Extracted records:
-- start --
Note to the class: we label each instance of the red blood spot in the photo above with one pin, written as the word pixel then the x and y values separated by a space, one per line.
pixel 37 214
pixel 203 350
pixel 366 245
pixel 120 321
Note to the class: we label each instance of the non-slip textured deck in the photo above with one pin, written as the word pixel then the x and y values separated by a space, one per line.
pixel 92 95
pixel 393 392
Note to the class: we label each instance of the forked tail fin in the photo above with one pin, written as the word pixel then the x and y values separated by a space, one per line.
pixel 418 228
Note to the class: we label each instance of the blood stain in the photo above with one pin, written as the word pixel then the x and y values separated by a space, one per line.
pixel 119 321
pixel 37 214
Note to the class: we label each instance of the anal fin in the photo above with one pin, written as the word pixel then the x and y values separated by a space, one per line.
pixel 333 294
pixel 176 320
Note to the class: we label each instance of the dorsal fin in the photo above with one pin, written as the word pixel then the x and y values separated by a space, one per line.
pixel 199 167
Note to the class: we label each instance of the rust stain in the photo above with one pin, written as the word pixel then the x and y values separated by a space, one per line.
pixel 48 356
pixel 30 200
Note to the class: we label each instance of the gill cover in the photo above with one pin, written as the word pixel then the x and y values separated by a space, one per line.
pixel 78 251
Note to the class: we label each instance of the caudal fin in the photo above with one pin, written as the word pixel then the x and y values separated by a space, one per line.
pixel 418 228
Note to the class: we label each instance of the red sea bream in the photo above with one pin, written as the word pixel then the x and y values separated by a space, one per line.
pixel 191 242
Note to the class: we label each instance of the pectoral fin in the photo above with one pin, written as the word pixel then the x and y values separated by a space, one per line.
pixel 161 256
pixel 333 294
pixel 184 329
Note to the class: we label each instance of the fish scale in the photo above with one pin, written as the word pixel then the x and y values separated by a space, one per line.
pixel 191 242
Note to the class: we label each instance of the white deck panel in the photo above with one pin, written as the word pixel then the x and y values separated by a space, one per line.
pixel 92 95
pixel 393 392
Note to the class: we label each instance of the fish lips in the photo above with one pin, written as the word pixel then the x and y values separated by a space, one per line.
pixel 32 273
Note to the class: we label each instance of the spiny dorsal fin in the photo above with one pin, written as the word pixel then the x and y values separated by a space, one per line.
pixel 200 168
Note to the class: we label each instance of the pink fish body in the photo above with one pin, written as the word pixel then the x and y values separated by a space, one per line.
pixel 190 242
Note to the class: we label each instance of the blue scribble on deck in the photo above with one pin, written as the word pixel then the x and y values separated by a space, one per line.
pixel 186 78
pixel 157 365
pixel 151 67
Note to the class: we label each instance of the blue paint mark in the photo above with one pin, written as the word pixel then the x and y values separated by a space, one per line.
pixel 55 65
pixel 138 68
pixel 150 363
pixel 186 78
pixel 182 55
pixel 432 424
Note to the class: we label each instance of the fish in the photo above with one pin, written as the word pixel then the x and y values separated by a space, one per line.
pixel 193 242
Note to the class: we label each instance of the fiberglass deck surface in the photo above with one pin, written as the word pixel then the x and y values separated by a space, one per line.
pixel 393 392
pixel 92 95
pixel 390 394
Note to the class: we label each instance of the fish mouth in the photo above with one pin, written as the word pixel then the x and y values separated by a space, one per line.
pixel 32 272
-- end --
--- EXERCISE ---
Please recast the records from the start through the line containing "pixel 184 329", both ends included, as a Markdown table with the columns Row and Entry. Number each line in Row, put its text in Entry, and omit blank lines.

--- SOLVED PROBLEM ---
| Row | Entry |
|---|---|
| 1 | Note to the class: we label each instance of the red blood spot in the photo above with one pin, written as the word pixel then the x and y values separated by a space, one per line. |
| 2 | pixel 37 214 |
| 3 | pixel 203 350 |
| 4 | pixel 366 245 |
| 5 | pixel 120 321 |
| 6 | Note to the class: we label each instance of the non-slip textured deck in the photo above with one pin, written as the word pixel then the x and y values separated by a space, one per line. |
| 7 | pixel 92 95 |
| 8 | pixel 393 392 |
| 9 | Note to the class: we label each instance of the forked tail fin in the photo above with one pin, written as the word pixel then the x and y values separated by a space, one per line. |
| 10 | pixel 418 228 |
| 11 | Note to the class: we label each instance of the blood stain in the photo above with one pin, written as the word pixel then the x and y values separated by a space, one per line. |
| 12 | pixel 119 321 |
| 13 | pixel 37 214 |
| 14 | Note to the class: we label each instance of the anal fin in the photo above with one pin, written as the word pixel then the x and y values separated by a space, one per line. |
| 15 | pixel 333 294 |
| 16 | pixel 176 320 |
| 17 | Note to the class: we label each instance of the dorsal fin in the photo above with one pin, written as the word pixel then the x and y values separated by a space, one per line. |
| 18 | pixel 199 167 |
| 19 | Note to the class: we label each instance of the rust stain in the photo above with one pin, written as the word pixel then the x and y values separated by a space, one per line. |
| 20 | pixel 48 356 |
| 21 | pixel 30 200 |
| 22 | Note to the class: we label each instance of the gill cover in the photo above with one pin, written as the word pixel then the x and y values separated by a space, one per line. |
| 23 | pixel 78 251 |
| 24 | Note to the class: we label each instance of the caudal fin in the photo above with one pin, written as the word pixel then the x and y values separated by a space, one per line. |
| 25 | pixel 418 228 |
| 26 | Note to the class: we label each instance of the red sea bream in the photo above with one pin, written as the word pixel then the x and y values separated by a space, one per line. |
| 27 | pixel 191 242 |
| 28 | Note to the class: we label each instance of the pectoral fin in the photo above with one pin, written as the word pixel then the x and y values separated by a space, one per line. |
| 29 | pixel 161 256 |
| 30 | pixel 333 294 |
| 31 | pixel 184 329 |